Goal:
State how many lines of the records below contain the string "woman". Give only the number.

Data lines
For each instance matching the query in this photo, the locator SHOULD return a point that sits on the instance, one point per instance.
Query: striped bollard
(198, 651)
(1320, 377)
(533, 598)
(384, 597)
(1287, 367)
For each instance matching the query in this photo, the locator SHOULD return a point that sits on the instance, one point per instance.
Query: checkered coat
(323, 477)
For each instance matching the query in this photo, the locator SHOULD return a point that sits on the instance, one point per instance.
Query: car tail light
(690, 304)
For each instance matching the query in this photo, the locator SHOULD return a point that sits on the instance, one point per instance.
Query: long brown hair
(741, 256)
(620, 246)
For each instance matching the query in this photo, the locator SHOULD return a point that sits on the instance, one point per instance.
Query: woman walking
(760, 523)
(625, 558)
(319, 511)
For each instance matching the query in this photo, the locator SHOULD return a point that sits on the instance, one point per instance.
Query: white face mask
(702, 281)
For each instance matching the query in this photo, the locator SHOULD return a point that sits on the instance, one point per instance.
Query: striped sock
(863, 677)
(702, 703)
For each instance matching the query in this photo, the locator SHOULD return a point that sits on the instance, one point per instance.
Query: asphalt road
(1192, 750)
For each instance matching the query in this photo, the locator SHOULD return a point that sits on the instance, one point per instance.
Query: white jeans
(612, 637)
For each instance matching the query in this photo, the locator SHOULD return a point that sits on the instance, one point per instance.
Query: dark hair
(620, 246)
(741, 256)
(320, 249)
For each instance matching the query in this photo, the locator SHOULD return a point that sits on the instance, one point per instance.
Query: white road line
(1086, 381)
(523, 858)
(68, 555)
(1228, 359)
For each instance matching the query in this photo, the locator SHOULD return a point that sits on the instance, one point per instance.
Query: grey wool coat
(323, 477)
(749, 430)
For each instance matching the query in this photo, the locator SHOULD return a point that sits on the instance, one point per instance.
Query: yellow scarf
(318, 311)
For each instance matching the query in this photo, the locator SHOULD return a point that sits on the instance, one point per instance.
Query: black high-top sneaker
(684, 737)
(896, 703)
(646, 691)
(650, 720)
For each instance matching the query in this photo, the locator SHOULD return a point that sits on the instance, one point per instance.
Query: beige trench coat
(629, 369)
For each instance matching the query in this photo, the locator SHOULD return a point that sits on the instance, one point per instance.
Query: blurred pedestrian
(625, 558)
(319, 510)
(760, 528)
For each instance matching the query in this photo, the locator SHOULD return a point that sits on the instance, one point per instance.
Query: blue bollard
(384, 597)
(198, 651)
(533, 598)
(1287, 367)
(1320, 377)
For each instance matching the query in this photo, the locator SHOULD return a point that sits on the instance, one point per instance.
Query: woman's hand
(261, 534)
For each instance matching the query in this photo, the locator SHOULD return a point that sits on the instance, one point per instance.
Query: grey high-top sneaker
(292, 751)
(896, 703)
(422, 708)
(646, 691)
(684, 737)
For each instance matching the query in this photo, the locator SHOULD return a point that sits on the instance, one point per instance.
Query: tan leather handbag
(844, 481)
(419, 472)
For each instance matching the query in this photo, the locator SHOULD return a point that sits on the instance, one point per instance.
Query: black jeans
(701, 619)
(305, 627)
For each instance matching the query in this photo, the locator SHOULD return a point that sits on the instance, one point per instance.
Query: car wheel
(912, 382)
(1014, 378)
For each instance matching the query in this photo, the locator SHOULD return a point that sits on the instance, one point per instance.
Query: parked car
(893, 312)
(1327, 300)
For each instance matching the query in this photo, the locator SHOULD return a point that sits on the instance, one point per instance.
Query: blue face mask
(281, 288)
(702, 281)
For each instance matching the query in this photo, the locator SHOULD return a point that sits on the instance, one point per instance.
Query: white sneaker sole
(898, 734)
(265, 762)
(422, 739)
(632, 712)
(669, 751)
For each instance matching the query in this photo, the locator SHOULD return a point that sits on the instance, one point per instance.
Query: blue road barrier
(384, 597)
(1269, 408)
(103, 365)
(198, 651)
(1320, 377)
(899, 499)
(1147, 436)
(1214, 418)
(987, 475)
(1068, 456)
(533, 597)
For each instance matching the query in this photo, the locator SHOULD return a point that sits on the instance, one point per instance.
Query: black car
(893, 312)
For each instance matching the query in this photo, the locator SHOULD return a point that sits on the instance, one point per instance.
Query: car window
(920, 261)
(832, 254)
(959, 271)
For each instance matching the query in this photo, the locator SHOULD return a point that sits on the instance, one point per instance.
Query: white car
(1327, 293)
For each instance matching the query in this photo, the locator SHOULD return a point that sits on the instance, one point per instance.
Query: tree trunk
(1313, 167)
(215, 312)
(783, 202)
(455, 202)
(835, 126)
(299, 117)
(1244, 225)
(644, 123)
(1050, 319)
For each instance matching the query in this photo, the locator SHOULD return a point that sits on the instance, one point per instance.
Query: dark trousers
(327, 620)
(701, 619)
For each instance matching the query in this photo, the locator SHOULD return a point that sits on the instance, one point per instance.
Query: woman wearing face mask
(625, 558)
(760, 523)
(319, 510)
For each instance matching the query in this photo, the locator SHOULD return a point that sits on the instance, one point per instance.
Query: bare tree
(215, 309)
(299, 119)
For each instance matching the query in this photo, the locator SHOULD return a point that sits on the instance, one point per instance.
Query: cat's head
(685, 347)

The completed task:
3